[start of DATA SECTION]

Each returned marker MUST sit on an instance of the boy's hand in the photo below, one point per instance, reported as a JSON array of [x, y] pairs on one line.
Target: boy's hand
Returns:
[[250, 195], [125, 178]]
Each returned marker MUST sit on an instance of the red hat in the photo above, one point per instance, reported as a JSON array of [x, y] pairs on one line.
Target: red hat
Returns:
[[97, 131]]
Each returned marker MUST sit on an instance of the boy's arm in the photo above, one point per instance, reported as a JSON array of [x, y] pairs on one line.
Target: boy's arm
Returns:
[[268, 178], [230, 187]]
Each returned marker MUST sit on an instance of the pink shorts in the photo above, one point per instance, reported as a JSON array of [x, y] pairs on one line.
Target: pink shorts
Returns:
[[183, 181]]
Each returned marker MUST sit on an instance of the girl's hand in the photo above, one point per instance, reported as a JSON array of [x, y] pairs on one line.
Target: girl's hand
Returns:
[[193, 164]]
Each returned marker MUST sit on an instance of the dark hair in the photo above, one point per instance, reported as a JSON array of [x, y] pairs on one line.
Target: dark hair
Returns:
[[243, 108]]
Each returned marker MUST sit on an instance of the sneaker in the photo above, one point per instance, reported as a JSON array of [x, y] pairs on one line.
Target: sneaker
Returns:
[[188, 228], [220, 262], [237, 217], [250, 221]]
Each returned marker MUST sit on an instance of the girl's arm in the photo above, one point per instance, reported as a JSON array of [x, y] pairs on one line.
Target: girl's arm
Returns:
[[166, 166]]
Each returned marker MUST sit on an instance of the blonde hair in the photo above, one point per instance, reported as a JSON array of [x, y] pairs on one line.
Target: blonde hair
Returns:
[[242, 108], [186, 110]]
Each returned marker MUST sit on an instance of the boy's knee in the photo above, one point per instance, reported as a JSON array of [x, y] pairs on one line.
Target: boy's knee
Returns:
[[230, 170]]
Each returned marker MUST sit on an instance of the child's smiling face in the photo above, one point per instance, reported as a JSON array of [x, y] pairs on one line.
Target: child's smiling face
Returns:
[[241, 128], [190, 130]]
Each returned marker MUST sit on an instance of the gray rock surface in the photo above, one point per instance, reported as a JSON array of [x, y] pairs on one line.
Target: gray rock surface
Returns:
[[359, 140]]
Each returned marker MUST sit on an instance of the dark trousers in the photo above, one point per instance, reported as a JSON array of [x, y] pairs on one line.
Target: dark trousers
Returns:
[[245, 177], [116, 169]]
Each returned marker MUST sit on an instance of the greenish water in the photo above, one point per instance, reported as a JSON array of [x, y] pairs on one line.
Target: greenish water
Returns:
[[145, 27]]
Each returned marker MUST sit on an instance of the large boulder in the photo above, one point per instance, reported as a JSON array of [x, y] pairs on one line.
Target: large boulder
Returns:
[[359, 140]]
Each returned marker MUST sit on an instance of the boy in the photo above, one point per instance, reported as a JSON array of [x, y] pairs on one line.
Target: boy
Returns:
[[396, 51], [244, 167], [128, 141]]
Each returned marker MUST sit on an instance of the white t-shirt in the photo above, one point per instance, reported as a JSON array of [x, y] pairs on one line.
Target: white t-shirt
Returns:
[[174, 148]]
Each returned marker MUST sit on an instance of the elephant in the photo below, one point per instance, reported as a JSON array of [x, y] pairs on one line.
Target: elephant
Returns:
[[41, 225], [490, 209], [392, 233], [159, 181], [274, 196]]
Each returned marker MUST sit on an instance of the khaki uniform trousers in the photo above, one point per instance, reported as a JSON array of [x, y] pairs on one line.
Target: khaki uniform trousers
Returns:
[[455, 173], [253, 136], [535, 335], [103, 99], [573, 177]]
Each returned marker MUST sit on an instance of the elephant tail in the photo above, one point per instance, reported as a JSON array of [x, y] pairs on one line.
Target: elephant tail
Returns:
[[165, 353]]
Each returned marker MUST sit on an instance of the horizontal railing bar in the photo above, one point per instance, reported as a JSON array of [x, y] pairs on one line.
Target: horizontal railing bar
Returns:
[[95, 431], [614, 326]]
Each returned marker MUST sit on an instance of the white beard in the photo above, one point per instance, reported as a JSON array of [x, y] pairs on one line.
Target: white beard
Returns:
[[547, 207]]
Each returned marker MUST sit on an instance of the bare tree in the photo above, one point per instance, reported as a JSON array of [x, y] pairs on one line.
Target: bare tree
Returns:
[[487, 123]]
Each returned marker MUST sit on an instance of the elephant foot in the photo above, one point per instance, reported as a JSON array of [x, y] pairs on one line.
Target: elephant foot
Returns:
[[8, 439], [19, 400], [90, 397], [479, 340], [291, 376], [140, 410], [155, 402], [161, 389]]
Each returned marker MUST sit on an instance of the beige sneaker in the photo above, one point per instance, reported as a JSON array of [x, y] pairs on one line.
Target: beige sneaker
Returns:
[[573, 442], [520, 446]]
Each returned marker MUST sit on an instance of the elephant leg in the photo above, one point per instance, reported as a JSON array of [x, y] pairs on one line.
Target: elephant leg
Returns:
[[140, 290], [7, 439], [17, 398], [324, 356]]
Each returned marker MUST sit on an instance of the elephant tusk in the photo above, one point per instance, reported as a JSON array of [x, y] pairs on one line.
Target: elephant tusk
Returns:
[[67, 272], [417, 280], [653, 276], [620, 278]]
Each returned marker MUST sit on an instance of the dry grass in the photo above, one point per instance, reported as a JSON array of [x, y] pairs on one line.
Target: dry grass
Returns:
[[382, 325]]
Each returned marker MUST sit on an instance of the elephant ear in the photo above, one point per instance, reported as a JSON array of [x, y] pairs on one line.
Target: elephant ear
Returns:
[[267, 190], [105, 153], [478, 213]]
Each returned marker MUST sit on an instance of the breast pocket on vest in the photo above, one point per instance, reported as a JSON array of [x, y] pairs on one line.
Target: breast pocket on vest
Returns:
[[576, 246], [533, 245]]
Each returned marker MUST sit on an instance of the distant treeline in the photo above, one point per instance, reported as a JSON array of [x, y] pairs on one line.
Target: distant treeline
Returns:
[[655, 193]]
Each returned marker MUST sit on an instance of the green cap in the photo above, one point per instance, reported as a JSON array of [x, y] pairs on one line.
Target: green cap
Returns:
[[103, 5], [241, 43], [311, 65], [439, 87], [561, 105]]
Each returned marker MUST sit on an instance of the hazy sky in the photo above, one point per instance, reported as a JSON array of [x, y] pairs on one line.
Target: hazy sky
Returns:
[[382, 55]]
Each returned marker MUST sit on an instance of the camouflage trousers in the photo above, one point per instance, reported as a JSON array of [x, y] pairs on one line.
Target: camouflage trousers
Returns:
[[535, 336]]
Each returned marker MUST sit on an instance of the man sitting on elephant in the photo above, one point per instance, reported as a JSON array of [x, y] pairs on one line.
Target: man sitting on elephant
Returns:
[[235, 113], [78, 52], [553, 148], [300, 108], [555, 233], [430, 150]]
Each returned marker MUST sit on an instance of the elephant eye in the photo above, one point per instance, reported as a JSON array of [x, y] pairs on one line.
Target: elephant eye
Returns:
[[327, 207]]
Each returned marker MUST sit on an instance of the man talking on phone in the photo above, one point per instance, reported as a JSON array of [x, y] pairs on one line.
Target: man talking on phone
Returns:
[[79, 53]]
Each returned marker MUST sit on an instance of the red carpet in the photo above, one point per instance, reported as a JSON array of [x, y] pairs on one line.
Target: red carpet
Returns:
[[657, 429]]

[end of DATA SECTION]
[start of DATA SECTION]

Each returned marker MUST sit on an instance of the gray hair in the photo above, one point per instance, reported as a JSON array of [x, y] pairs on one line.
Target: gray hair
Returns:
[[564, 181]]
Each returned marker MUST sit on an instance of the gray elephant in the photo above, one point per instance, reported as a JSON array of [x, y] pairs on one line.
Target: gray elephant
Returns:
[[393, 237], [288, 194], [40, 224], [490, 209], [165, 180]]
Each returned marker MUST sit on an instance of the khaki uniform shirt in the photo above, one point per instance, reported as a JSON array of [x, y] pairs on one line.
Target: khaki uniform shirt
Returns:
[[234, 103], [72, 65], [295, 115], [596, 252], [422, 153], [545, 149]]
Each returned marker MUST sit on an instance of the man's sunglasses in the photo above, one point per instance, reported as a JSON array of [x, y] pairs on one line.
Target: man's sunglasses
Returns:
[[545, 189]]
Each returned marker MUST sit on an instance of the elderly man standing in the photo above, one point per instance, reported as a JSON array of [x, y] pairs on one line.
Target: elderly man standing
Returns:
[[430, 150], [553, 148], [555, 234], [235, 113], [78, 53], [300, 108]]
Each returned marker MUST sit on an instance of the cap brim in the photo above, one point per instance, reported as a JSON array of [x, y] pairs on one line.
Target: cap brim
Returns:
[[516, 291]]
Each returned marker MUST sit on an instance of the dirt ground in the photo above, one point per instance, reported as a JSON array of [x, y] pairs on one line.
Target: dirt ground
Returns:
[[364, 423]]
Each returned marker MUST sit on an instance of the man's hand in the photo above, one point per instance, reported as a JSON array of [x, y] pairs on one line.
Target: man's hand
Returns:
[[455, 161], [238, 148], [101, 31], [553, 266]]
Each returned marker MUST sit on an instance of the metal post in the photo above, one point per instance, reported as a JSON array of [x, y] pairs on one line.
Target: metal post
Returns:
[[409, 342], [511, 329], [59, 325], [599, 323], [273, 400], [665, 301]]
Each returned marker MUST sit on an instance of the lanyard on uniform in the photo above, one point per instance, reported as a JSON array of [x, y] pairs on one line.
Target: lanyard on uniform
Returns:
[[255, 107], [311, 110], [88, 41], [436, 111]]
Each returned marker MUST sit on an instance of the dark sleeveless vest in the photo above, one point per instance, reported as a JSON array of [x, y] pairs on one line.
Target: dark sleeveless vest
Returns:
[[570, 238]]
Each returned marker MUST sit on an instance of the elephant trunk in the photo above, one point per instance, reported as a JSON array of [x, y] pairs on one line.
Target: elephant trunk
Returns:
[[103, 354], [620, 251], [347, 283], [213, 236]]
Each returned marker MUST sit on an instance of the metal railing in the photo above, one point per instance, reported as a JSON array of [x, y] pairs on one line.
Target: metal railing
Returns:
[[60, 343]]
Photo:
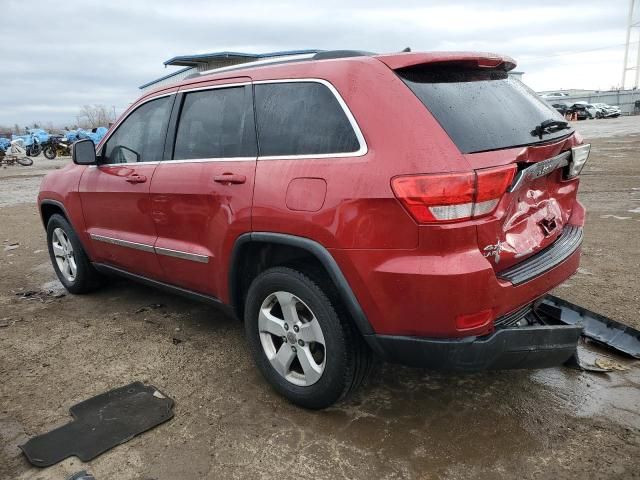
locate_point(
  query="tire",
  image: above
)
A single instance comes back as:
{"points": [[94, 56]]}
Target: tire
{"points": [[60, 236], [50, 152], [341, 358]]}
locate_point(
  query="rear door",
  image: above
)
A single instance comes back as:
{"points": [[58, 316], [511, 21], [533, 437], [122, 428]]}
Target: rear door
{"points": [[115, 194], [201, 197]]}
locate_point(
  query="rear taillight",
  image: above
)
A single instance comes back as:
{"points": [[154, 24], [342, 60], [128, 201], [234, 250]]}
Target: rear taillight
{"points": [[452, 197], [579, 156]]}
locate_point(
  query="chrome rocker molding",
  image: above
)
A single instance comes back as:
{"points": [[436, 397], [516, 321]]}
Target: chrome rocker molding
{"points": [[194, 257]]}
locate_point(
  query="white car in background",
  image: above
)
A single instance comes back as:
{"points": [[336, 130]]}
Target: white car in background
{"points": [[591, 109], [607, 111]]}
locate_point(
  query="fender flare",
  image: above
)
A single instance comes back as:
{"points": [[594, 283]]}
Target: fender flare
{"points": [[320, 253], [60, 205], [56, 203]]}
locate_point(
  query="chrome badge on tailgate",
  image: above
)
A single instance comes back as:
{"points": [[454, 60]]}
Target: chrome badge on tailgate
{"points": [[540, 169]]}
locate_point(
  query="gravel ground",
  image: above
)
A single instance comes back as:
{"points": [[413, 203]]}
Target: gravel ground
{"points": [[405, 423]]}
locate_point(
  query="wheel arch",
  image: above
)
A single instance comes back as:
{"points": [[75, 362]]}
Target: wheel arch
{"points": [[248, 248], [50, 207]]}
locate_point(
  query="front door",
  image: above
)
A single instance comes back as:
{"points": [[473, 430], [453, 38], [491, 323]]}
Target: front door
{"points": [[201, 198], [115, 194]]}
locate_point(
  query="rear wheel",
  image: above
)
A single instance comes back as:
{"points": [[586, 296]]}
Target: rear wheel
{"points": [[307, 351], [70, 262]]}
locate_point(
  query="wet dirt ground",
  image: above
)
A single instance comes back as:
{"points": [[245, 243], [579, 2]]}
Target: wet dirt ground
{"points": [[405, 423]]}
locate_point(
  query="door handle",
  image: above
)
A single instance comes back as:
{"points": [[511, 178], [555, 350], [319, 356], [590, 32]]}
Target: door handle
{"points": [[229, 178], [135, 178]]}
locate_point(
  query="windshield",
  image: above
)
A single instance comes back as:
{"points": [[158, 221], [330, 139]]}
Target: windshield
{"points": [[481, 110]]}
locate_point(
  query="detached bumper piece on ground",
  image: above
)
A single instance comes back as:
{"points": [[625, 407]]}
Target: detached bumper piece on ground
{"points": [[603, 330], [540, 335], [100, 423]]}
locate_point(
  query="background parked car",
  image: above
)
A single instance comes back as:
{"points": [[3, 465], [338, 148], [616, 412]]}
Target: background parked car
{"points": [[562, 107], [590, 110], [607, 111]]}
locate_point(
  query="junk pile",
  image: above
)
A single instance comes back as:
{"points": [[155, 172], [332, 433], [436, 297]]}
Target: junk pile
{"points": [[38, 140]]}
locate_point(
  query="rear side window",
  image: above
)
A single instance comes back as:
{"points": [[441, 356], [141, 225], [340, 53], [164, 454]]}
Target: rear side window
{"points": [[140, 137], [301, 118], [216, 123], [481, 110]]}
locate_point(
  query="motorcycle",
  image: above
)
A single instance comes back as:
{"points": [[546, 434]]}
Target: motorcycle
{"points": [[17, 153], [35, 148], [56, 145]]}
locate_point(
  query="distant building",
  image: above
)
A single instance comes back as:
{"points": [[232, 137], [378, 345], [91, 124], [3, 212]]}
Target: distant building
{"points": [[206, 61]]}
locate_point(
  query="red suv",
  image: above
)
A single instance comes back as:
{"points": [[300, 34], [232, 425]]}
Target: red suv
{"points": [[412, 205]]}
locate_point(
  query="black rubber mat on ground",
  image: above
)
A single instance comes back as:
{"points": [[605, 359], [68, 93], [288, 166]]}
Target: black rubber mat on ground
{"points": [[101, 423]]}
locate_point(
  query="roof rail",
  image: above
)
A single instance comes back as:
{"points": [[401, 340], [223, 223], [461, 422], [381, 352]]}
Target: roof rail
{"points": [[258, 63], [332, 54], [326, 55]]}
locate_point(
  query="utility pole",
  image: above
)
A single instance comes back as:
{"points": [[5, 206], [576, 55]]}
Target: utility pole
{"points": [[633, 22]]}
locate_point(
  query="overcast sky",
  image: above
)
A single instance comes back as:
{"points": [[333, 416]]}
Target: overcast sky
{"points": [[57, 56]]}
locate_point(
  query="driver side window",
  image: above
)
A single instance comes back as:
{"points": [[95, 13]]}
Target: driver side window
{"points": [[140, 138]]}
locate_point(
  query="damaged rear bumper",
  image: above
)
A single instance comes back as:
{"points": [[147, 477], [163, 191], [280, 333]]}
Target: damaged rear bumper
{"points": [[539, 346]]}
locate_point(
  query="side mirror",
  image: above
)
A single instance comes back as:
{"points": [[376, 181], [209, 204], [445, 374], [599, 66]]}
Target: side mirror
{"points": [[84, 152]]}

[end of DATA SECTION]
[start of DATA SECTION]

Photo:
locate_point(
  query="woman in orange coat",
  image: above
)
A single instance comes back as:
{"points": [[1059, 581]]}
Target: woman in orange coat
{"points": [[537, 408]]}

[end of DATA SECTION]

◆ JOB:
Rewrite everything from the line containing "the elephant trunk" down to the line containing "[[60, 343]]", both ends included, reproducing every line and shifting each coordinate in the answers by adding 31.

◆ PROBLEM SOLUTION:
Each returned marker MUST sit on an instance of the elephant trunk in the photo above, one point per instance, reported as a JSON array of [x, y] pairs on one line.
Target: elephant trunk
Returns:
[[134, 385], [651, 282], [378, 314], [244, 267]]
Each returned marker MUST sit on an instance of the metal railing in the photo above, one point per instance, reported as a JSON array of [x, y] pairs on one line.
Target: metal railing
Returns:
[[91, 374]]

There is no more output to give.